# START OF Document

Posted: 25 Oct 2010 08:44 AM PDT

A new Gallup poll says Consumers Issue a Cautious Christmas Spending Forecast
Gallup's initial measure of Americans' 2010 Christmas spending intentions finds consumers planning to spend an average of $715 on gifts, roughly on par with the $740 recorded in October 2009.



The $25 decrease in Americans' holiday spending intentions between October 2009 and October 2010 (not a statistically significant change) contrasts with a $61 year-over-year reduction in intended spending found last October and a $108 reduction found a year prior.



Gallup will update this measure in early November and again in early December. The December forecast has historically been a strong indicator of the direction of holiday retail sales, forecasting the extent to which sales will be higher or lower than the previous year. The October figure is not always predictive of the December forecast.

Americans' average prediction of the total amount they will spend on Christmas gifts this year is not highly encouraging for retailers, who may be hoping for a return to pre-recessionary buying habits.

# END OF Document

* **The tasks**:
- A) Shorten the paragraph in the Christmas spending poll article that begins "Gallup will update this measure" and keep its main facts.
- B) Carry on the Christmas spending poll article from its last sentence.

# START OF Data excerpts

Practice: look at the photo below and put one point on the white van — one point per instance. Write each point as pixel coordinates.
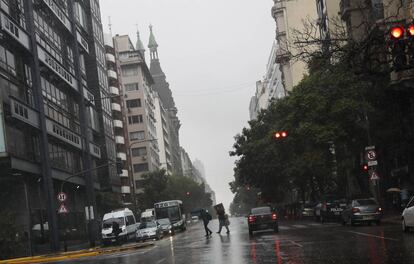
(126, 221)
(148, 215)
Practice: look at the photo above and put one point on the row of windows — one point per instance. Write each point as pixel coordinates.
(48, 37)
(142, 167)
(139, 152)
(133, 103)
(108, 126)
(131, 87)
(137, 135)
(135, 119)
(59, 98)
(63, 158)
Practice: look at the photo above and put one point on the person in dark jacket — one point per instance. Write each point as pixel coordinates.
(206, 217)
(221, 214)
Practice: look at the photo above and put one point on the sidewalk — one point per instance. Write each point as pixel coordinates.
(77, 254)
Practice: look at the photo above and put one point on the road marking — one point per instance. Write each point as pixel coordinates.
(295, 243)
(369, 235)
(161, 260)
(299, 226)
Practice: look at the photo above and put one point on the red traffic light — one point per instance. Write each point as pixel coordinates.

# END OF Data excerpts
# START OF Data excerpts

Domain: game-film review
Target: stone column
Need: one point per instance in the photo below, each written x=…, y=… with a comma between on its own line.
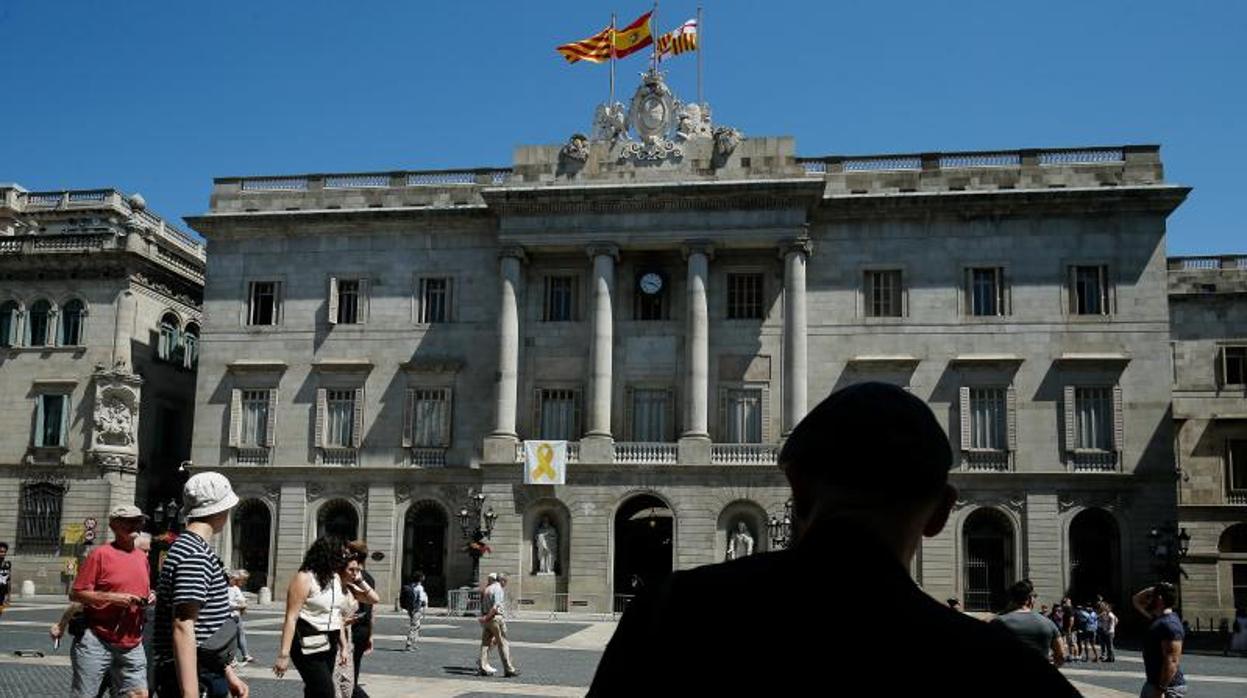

# END OF Data excerpts

* **Exercise results**:
- A) Gallup will update the measure in early November and early December. The December forecast has historically been a strong indicator of whether holiday retail sales will be higher or lower than the previous year, but the October figure does not always predict it.

- B)
The good news, however, is that the $25 decline in this year's October forecast is far less than what Gallup found in each of the prior two years at this stage in the season and, according to Gallup modeling, would point to a fairly flat year in holiday retail sales if it holds at this level through December.
Retail Key Unknowns

We don't know three things yet.

1. What's Priced In
2. Actual Spending
3. What Type of Stores Will Do Best

This is the third consecutive decline. On that basis any decline is significant. However, the final poll in December is a better forecast than this poll.

Perhaps people will feel better (or worse) after the mid-term elections. Certainly we are going to see sweeping changes, with Republicans highly likely to take the House, and a decent outside chance of taking the Senate as well.

Given the rebound in the stock market, there is a decent chance of a pickup in luxury items. In aggregate, however, the easy guess right now is flat +- 1% for overall spending.

Consumers are still tapped out and in need of deleveraging.



Projections Not In Line With Hiring Plans

Gallup projections are not in line store hiring plans. Note that Stores Plan Increased Hiring While Offering Increasingly Large Discounts. If stores hire a lot of temporary help, expecting a better season than happens, profits will suffer, especially if there are increasingly large discounts.

One key question is "What's Priced In?" We may not know that until January, but I suspect a lot more is priced in than flat +- 1%.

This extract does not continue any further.